### Texte du document
———

L'opinion publique et les OGM : la querelle de la légitimité.

Publié le par Anton Suwalki

bov---sondage.JPGAlors que les adversaires des biotechnologies tiennent pour acquis l'hostilité de l'opinion publique aux cultures transgéniques,  un sondage CSA effectué le 18 Octobre suggère tout autre chose (1) : 52% des français seraient favorables à une culture encadrée des OGM. Sans doute par distraction, aucun des organismes anti-OGM n'a fait mention de ces résultats vieux de plus d'un mois, résultats en contradiction avec leurs propres affirmations et des sondages précédents qu'ils avaient eux-mêmes commandé  (2) .
Doit-on conclure que l'hostilité publique a atteint son paroxysme en 2006 pour revenir à des seuils plus raisonnables aujourd'hui ? Il est difficile de croire qu'on soit passé en un an de 85% (ou 78% pour le sondage BVA) d'hostilité à moins de 50% .

Les 2 sondages BVA sont effectués suivant les mêmes méthodes : échantillon « stratifié » de manière à fournir en modèle réduit une représentation assez fidèle de la population , par catégorie socio-professionnelle, hommes-femmes, par tranche d'âge, population urbaine-rurale etc (3). Pour un nombre de sondés à peu près équivalent, ils sont censés offrir des résultats de même fiabilité : 85% d'hostiles selon le premier sondage donne une fourchette entre 82,5 et 87,5% d'opinions hostiles dans l'ensemble de la population. 52% de favorables selon le deuxième correspond à une fourchette approximative de 49-55%. Faut-il donc croire avec les blasés que de toute façon, les sondages c'est bidon ? Certains ne manqueront pas de faire remarquer que les sondages qui donnent des résultats hostiles ont été commandés par des organismes hostiles, tandis que celui qui donne des résultats favorables a été commandé par des organismes de la filière agricole et semencière (4) a priori favorables aux OGM.
Pourtant les chiffres avancés ne sont pas en cause et il est fort probable qu'une même personne interrogée aurait donné des réponses contradictoires d'un sondage à l'autre. On peut regretter cette versatilité de l'opinion  sur ce type de questions, mais elle est parfaitement compréhensible compte tenu de l'absence de débat rationnel sur la question, et de la nature de la propagande qui agite des peurs et des épouvantails. De plus, il faut remarquer que les sondages qui utilisent le plus souvent des questionnaires fermés et des questions formulées de telle sorte qu'elles conditionnent en grande partie la réponse.

Le sondage commandé par le GNIS et l'AGPM contenait deux questions dont une « ouverte » : la première invitait les sondés à estimer les principales raisons qui pouvaient motiver le choix des agriculteurs de cultiver du maïs OGM : invité à rechercher des motivations rationnelles, le sondé formule des réponses elles aussi rationnelles et neutres avec une lucidité étonnante : les réponses spontanées les plus fréquentes invoquent les motivations économiques (l'amélioration du rendement, des coûts de production inférieurs) combinées aux motivations technico-environnementales ( diminuer l'usage de pesticides, améliorer la qualité du maïs (5) ). Le plus frappant est que l'argument obsessionnel des faucheurs d'OGM, la pression des semenciers, n'intervient que pour 1% des réponses spontanées (6)! Il est vraisemblable que si le questionnaire avait été fermé incluant la réponse « (les agriculteurs choisissent les OGM) à cause des pressions des semenciers) », le pourcentage eut été beaucoup plus élevé. Et sans doute un seul passage de Bové à la télé la veille du sondage récitant l'inévitable couplet sur Monsanto  aurait également eut ses effets !

———

Indiquez si chacun des énoncés suivants concorde avec l'article sur l'opinion publique et les OGM, en répondant par oui ou par non et en citant à l'identique les mots de l'article qui tranchent : (a) le sondage CSA a été réalisé le 18 octobre ; (b) dans le sondage commandé par le GNIS et l'AGPM, la pression des semenciers apparaît dans 10 % des réponses spontanées ; (c) pour le second sondage, l'article situe la fourchette des opinions favorables autour de 45-50 %. Les lignes présentées ensuite n'ont aucun lien avec l'article sur l'opinion publique et les OGM.

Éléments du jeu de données
———

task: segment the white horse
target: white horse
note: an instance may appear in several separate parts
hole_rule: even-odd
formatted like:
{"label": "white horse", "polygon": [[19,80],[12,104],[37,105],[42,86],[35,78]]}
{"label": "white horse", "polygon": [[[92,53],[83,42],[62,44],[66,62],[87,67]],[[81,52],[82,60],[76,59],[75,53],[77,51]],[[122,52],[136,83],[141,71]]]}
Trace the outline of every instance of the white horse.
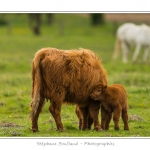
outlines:
{"label": "white horse", "polygon": [[145,48],[143,61],[148,61],[150,50],[150,27],[146,24],[135,25],[133,23],[125,23],[117,30],[116,44],[113,58],[118,57],[120,49],[122,49],[122,59],[124,63],[128,62],[127,55],[131,46],[135,46],[135,52],[132,62],[137,60],[140,49]]}

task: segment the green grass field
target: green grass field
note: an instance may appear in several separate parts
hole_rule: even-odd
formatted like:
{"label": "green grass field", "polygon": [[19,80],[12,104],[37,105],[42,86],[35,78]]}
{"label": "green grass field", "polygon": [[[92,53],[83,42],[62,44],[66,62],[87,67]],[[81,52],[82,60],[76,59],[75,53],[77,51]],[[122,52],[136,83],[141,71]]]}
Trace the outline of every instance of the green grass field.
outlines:
{"label": "green grass field", "polygon": [[[8,14],[9,16],[9,14]],[[123,64],[121,56],[112,60],[115,35],[110,22],[92,27],[90,19],[78,14],[56,14],[54,24],[43,21],[41,36],[29,29],[26,14],[10,14],[12,31],[0,26],[0,137],[149,137],[150,136],[150,65],[142,63],[142,54],[137,63]],[[44,18],[43,18],[44,20]],[[61,25],[62,23],[62,25]],[[109,85],[123,84],[128,93],[129,131],[110,130],[79,131],[75,106],[63,105],[61,116],[66,132],[56,131],[54,119],[48,111],[49,102],[39,117],[38,133],[30,130],[31,62],[37,50],[43,47],[59,49],[93,50],[99,55],[108,72]],[[134,50],[130,51],[129,60]]]}

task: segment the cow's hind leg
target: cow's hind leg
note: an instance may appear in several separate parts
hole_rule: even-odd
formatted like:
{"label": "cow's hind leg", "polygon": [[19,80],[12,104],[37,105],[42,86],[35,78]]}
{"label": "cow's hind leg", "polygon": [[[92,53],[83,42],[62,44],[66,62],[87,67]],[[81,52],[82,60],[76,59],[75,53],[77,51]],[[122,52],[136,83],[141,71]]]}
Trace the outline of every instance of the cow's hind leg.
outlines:
{"label": "cow's hind leg", "polygon": [[[37,105],[38,103],[38,105]],[[32,108],[32,111],[31,111],[31,114],[30,114],[30,118],[31,118],[31,121],[32,121],[32,131],[33,132],[36,132],[38,131],[38,117],[39,117],[39,114],[42,110],[42,106],[44,104],[44,98],[40,98],[39,101],[33,101],[31,103],[31,108]]]}

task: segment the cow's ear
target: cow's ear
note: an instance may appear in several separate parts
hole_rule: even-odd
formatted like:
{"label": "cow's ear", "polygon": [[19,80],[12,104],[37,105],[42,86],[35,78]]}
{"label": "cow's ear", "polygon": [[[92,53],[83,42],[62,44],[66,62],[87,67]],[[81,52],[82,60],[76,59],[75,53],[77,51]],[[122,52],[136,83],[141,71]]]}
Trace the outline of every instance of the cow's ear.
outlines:
{"label": "cow's ear", "polygon": [[106,91],[106,89],[107,89],[107,85],[104,85],[103,86],[103,91]]}

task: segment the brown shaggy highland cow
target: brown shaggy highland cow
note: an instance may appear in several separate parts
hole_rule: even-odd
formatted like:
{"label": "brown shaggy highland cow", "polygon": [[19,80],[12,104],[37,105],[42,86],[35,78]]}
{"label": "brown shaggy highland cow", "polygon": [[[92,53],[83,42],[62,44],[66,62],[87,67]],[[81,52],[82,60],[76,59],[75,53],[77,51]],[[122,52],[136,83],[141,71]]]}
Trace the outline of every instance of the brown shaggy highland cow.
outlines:
{"label": "brown shaggy highland cow", "polygon": [[[81,129],[86,129],[87,109],[91,103],[89,94],[98,82],[107,84],[106,71],[92,51],[39,50],[32,63],[32,130],[38,131],[38,117],[45,99],[50,100],[49,111],[59,131],[64,131],[60,116],[63,102],[79,106]],[[99,122],[96,126],[101,129]]]}
{"label": "brown shaggy highland cow", "polygon": [[99,83],[91,92],[93,100],[101,101],[101,127],[109,129],[109,123],[113,114],[114,129],[119,130],[119,118],[122,115],[124,130],[129,130],[128,126],[128,101],[124,87],[120,84],[106,86]]}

———

### Réponse détaillée
(a) Oui : « un sondage CSA effectué le 18 Octobre ».
(b) Non : « n'intervient que pour 1% des réponses spontanées ».
(c) Non : « 52% de favorables selon le deuxième correspond à une fourchette approximative de 49-55% ».